WHAT IS REQUIRED - Please swap "innermost point" for "center point" everywhere it occurs in the rows below, leaving every other word unchanged. Omit the pictures from your answer.

SUPPLIED RECORDS -
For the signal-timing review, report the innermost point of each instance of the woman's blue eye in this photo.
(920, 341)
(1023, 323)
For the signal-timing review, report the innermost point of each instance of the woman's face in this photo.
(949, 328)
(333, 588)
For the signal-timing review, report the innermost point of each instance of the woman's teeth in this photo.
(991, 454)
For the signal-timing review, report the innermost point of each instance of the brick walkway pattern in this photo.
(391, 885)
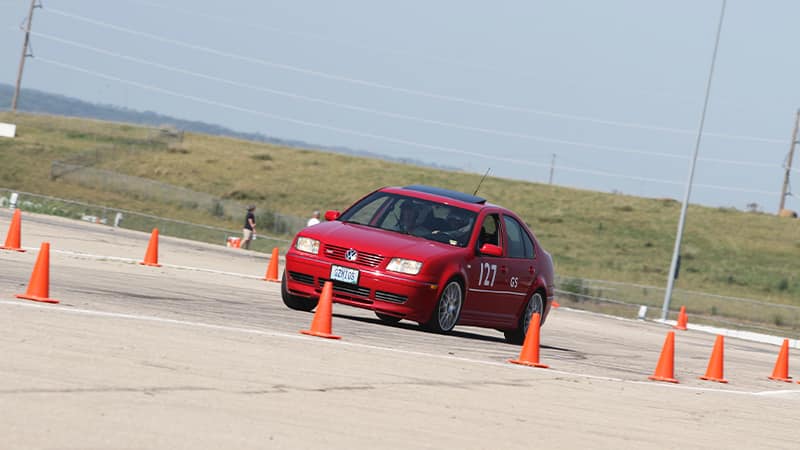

REPLY -
For the signal-timing review, report the center point of each instance of the woman's blue eye in this photo.
(920, 341)
(1023, 323)
For the signal-timing review, report the center point of each instance of the woman's face in this photo.
(949, 328)
(333, 588)
For the signal-timing review, report the center point of each instance of the woman's teeth in this photo.
(991, 454)
For the signal-timing review, report the center point of each instance of the brick walkway pattern in this photo.
(391, 885)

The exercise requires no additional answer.